- _Instruction 1_: In the rows, format the part that opens with the line containing "559, row 13." and closes with the line containing "column 754, row 23" as a JSON list of strings, one string per line, leaving out blank lines and picture lines.

Movement for Democratic Change treasurer David Coltart served as Mugabe’s education minister during a power sharing government between 2009 and 2013.

In an interview with the BBC, Coltart said he remembered a man committed to the education of his people, but also one with a dark side.

Here is what he had to say:

“There is no doubt he was a colossus on the Zimbabwean stage. He is the person who brought the end of white minority rule. He also extended the education system in Zimbabwe, but of course there is a very negative legacy he leaves behind as well.

I don’t think he changed (from the earlier years), I think it’s more a case of him having two sides to his character. He had this public persona particularly at the beginning at independence that spoke about peace, but in reality even at the moment he said those words he was plotting against Joshua Nkomo and ZAPU. He met Kim Jongil on the sidelines of (Josip Broz) Tito’s funeral in May 1980 and planned the destruction of ZAPU, so there was always two sides to him.

He was a brilliant man but a complex man. I had a chequered history with him. In my student days back in 1980, I thought he was a great man but was drawn into conflict a with him as a result of the crimes against humanity which were perpetrated in the 1980s and then of course when the MDC was set up in 1999 I came into conflict with him.

(Point annotation data)
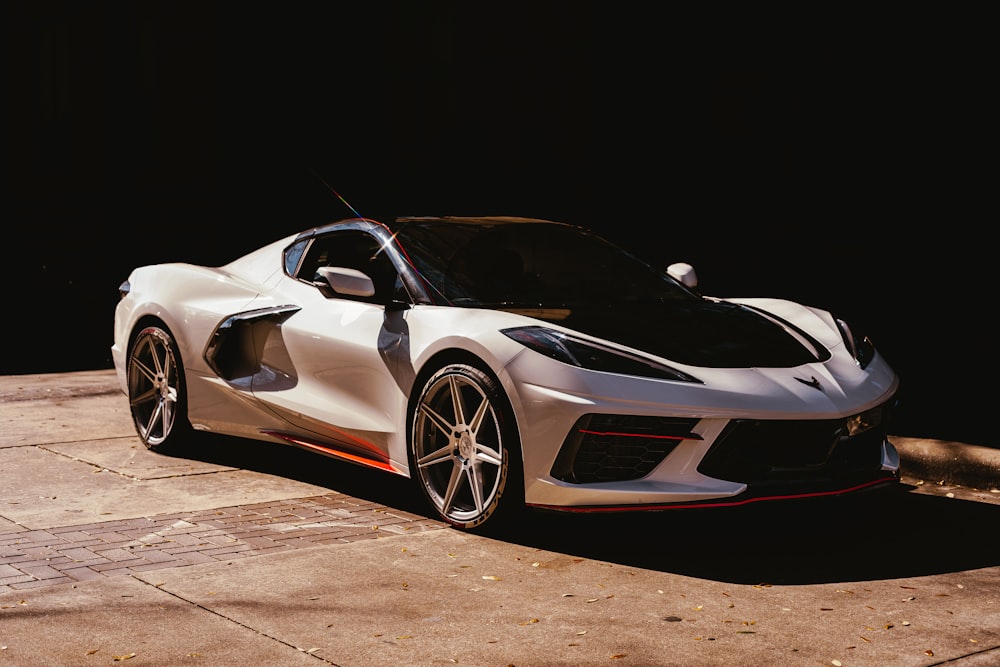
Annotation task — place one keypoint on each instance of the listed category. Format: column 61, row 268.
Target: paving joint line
column 32, row 558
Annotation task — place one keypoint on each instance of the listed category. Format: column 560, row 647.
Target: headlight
column 592, row 356
column 861, row 347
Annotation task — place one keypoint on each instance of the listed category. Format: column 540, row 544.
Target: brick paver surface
column 33, row 558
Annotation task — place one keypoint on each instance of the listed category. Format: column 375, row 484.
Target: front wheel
column 465, row 448
column 156, row 390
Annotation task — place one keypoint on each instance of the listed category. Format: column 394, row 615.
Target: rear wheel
column 465, row 448
column 156, row 390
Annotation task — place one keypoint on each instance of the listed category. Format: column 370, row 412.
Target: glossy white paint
column 345, row 371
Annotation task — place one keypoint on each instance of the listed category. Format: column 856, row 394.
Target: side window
column 292, row 256
column 352, row 249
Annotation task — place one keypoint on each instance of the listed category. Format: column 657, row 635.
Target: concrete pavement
column 253, row 552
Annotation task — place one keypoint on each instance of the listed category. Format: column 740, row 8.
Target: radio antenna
column 356, row 214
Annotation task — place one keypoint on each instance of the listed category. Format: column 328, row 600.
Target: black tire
column 156, row 391
column 465, row 450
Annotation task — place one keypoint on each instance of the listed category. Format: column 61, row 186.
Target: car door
column 333, row 368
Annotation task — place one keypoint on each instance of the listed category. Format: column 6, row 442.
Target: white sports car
column 507, row 363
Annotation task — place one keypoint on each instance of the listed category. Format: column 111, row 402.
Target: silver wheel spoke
column 456, row 399
column 443, row 425
column 454, row 483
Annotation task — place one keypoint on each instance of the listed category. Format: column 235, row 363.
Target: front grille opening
column 787, row 452
column 615, row 448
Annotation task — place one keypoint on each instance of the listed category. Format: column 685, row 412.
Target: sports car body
column 506, row 363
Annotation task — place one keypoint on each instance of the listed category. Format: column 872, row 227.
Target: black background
column 837, row 166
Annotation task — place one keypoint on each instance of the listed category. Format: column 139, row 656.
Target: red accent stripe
column 594, row 509
column 689, row 436
column 336, row 453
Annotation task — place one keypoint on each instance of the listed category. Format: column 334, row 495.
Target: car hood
column 706, row 333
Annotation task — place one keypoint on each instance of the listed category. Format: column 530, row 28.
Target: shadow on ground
column 869, row 537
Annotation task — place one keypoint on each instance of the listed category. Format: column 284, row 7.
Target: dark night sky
column 836, row 169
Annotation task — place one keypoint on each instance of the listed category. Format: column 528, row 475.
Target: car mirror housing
column 342, row 280
column 683, row 273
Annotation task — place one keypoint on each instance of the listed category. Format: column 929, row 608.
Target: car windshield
column 531, row 264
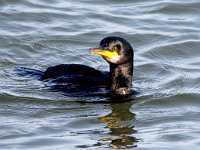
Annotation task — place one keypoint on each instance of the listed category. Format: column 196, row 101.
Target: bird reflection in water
column 120, row 124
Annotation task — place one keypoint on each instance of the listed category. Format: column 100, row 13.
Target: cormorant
column 115, row 50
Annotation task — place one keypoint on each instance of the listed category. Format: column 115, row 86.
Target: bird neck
column 121, row 78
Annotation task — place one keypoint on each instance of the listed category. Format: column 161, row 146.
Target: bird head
column 114, row 50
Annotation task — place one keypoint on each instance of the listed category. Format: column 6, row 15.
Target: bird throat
column 121, row 78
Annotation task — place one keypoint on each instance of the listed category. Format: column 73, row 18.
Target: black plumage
column 78, row 78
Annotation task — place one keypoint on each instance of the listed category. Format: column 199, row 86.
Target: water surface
column 165, row 35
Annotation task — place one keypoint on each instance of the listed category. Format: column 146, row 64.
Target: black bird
column 76, row 77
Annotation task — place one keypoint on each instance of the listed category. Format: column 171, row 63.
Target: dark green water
column 165, row 35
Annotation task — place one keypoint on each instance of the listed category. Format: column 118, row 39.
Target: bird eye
column 115, row 49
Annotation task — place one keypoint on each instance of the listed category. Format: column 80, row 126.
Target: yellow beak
column 104, row 53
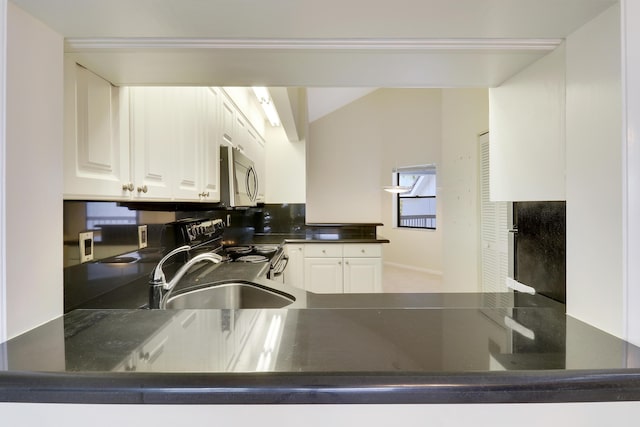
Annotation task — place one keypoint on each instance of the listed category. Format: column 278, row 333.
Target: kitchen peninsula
column 455, row 351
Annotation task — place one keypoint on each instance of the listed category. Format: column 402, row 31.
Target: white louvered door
column 494, row 230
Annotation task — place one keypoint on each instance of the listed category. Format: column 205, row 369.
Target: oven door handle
column 280, row 266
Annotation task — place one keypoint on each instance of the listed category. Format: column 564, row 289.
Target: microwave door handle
column 248, row 184
column 251, row 175
column 257, row 183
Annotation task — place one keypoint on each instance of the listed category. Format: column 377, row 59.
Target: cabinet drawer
column 364, row 250
column 331, row 250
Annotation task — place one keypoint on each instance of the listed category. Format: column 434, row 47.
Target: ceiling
column 310, row 43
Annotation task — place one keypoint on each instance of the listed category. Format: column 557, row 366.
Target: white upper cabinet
column 174, row 143
column 189, row 143
column 211, row 105
column 96, row 161
column 153, row 138
column 149, row 143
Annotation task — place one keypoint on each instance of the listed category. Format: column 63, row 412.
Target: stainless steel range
column 206, row 235
column 273, row 254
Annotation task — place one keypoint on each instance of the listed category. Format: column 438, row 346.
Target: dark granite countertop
column 460, row 348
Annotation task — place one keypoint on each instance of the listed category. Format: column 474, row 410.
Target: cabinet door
column 362, row 275
column 211, row 98
column 96, row 161
column 323, row 275
column 153, row 131
column 186, row 108
column 294, row 273
column 228, row 119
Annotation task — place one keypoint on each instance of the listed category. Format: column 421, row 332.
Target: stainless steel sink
column 229, row 296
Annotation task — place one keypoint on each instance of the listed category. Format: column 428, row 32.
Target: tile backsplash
column 115, row 227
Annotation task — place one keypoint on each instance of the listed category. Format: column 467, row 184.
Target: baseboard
column 413, row 268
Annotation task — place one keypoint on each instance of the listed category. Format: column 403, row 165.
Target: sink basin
column 229, row 296
column 120, row 260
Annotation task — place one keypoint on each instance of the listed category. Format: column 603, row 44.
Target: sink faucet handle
column 158, row 274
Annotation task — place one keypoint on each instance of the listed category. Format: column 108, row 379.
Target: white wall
column 344, row 153
column 33, row 173
column 285, row 167
column 527, row 133
column 351, row 154
column 592, row 414
column 465, row 114
column 594, row 174
column 631, row 73
column 3, row 228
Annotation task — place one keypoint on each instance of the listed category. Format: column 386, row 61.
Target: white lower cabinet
column 335, row 267
column 362, row 275
column 323, row 275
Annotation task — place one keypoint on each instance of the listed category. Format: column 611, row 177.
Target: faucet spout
column 159, row 287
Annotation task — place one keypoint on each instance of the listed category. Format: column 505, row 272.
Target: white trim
column 412, row 268
column 630, row 41
column 82, row 44
column 3, row 134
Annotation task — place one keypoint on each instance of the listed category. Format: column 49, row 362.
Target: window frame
column 421, row 169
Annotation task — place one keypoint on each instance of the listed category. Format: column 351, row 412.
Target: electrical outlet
column 142, row 236
column 86, row 246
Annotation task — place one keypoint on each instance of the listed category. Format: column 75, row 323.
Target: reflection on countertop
column 531, row 353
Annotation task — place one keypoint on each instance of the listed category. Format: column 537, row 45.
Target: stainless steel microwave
column 238, row 179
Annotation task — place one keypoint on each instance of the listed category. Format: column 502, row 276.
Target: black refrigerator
column 538, row 247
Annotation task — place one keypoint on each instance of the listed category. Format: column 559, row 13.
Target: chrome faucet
column 159, row 288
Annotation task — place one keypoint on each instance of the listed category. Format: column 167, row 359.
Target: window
column 108, row 213
column 416, row 208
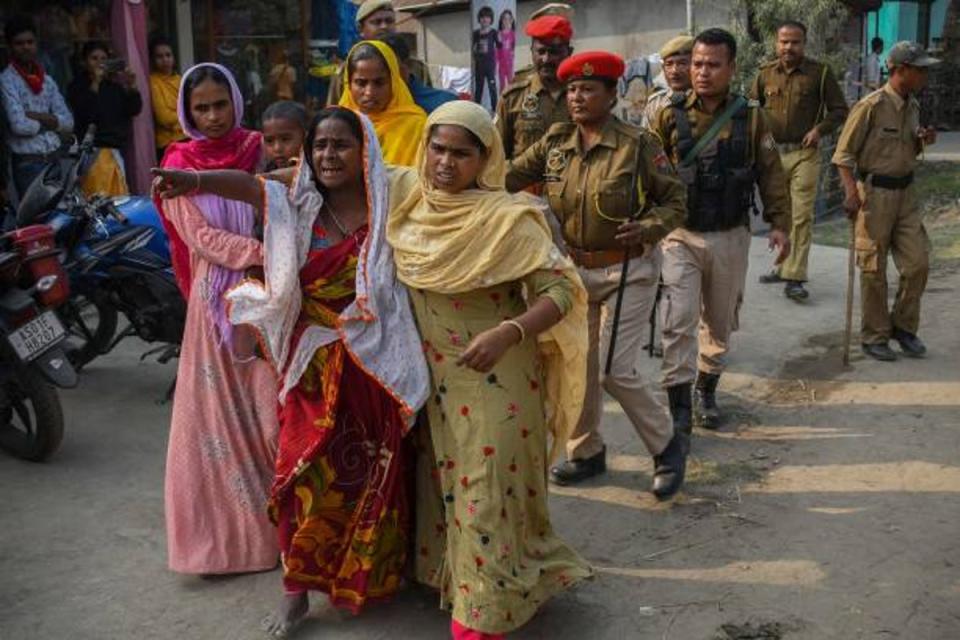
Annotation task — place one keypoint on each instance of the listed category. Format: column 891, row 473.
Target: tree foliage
column 754, row 23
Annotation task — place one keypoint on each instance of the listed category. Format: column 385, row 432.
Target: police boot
column 670, row 466
column 680, row 408
column 706, row 414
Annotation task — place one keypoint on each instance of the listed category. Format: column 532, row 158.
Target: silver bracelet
column 516, row 325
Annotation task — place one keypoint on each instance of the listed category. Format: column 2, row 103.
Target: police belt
column 596, row 259
column 787, row 147
column 887, row 182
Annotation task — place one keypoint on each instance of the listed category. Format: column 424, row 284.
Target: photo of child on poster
column 493, row 43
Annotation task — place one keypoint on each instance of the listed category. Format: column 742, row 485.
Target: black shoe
column 795, row 291
column 910, row 344
column 706, row 414
column 880, row 351
column 680, row 408
column 574, row 471
column 670, row 467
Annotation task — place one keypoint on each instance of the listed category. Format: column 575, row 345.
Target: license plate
column 37, row 336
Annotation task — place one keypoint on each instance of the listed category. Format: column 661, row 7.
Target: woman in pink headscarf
column 224, row 428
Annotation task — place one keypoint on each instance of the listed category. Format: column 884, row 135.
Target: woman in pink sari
column 223, row 432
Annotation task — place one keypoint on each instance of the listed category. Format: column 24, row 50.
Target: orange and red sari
column 341, row 497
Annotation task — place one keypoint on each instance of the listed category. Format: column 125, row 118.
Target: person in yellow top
column 616, row 196
column 803, row 103
column 375, row 19
column 501, row 313
column 876, row 156
column 723, row 149
column 377, row 90
column 164, row 88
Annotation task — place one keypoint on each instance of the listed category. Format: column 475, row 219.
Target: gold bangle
column 516, row 325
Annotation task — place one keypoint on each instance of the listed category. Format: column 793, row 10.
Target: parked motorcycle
column 117, row 257
column 32, row 284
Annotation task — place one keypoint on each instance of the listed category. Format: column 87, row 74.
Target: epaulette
column 561, row 129
column 517, row 85
column 629, row 130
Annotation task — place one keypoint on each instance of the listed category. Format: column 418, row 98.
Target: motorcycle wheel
column 91, row 323
column 31, row 419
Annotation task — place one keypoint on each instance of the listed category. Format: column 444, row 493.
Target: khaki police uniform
column 704, row 272
column 418, row 69
column 880, row 143
column 589, row 190
column 795, row 102
column 526, row 111
column 655, row 102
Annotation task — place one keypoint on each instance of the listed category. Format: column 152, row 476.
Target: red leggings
column 460, row 632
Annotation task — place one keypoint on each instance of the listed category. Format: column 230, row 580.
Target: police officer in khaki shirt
column 803, row 103
column 376, row 18
column 705, row 261
column 535, row 101
column 876, row 156
column 675, row 59
column 598, row 172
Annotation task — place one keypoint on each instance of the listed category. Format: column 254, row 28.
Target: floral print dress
column 483, row 530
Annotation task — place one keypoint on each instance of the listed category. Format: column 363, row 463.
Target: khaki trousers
column 704, row 275
column 640, row 398
column 890, row 222
column 803, row 170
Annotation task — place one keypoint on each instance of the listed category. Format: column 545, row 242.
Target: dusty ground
column 828, row 508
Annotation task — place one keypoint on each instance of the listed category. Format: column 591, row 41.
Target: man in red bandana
column 536, row 100
column 35, row 109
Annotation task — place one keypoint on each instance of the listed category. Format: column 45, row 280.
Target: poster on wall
column 494, row 38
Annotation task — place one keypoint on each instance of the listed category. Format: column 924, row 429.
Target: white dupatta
column 377, row 328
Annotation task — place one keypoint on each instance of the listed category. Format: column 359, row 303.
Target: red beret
column 550, row 28
column 597, row 65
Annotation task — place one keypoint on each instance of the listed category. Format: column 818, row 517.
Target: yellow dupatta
column 452, row 243
column 401, row 124
column 164, row 91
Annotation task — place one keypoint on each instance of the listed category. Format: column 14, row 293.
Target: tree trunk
column 951, row 33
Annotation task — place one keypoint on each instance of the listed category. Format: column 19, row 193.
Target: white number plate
column 37, row 336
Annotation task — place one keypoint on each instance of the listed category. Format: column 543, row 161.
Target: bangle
column 197, row 174
column 516, row 325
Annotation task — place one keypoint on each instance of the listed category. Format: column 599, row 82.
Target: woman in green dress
column 502, row 316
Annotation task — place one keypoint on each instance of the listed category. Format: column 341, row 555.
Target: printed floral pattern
column 483, row 530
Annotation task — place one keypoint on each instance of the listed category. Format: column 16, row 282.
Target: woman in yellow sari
column 164, row 89
column 376, row 89
column 502, row 315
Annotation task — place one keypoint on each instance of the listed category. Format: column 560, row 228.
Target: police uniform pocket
column 553, row 192
column 612, row 199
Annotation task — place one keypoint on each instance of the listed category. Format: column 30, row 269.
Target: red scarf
column 33, row 74
column 239, row 149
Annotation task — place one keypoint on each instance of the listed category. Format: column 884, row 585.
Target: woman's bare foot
column 285, row 620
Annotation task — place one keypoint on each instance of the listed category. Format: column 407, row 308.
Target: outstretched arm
column 229, row 184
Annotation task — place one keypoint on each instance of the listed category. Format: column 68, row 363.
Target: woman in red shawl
column 223, row 435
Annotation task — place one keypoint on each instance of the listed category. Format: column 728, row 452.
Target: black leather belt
column 887, row 182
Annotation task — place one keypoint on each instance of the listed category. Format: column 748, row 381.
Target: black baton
column 623, row 269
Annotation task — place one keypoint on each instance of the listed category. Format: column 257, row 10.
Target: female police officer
column 613, row 191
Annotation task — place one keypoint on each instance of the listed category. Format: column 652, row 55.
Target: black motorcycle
column 32, row 284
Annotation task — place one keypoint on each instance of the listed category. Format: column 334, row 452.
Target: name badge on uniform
column 530, row 107
column 556, row 165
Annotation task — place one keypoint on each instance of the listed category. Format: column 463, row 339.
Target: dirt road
column 828, row 508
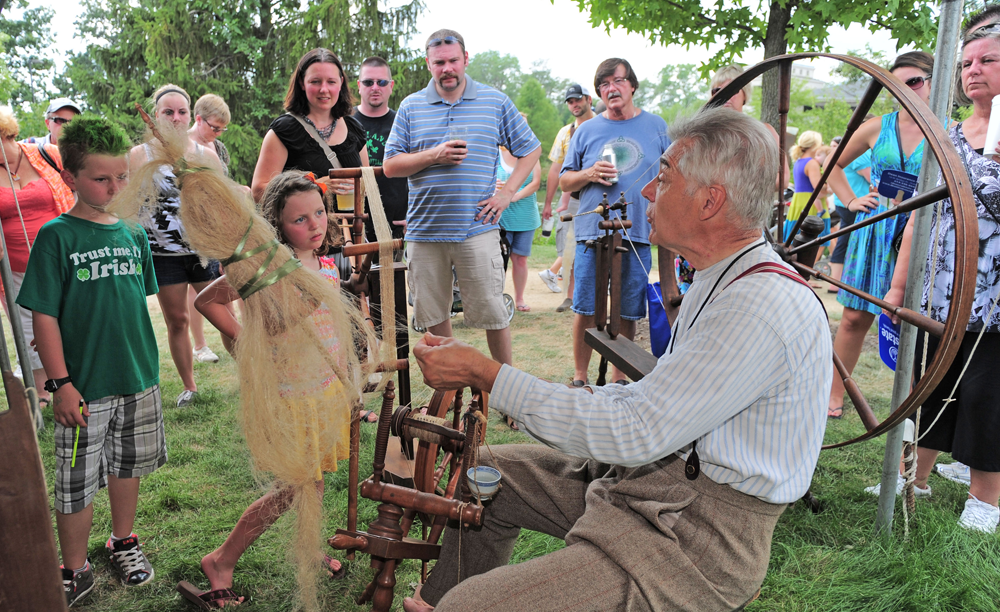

- _Instruction 2_: Transcribe the part of the Coltart interview text that opens with the words containing "In an interview" and closes with the words containing "behind as well.".

- _Complete output 1_:
[
  "Annotation task — place one keypoint on each instance of the listed category. Format: column 559, row 13.",
  "Target: chrome faucet",
  "column 159, row 288",
  "Annotation task — place one keypoint on each instance of the listed category. Format: column 167, row 359.",
  "Target: window",
  "column 108, row 213",
  "column 416, row 208",
  "Annotation task — place one keypoint on each instance of the listed category. Format: column 891, row 473.",
  "Target: tree foliage",
  "column 754, row 23"
]

- _Complete output 2_:
In an interview with the BBC, Coltart said he remembered a man committed to the education of his people, but also one with a dark side.

Here is what he had to say:

“There is no doubt he was a colossus on the Zimbabwean stage. He is the person who brought the end of white minority rule. He also extended the education system in Zimbabwe, but of course there is a very negative legacy he leaves behind as well.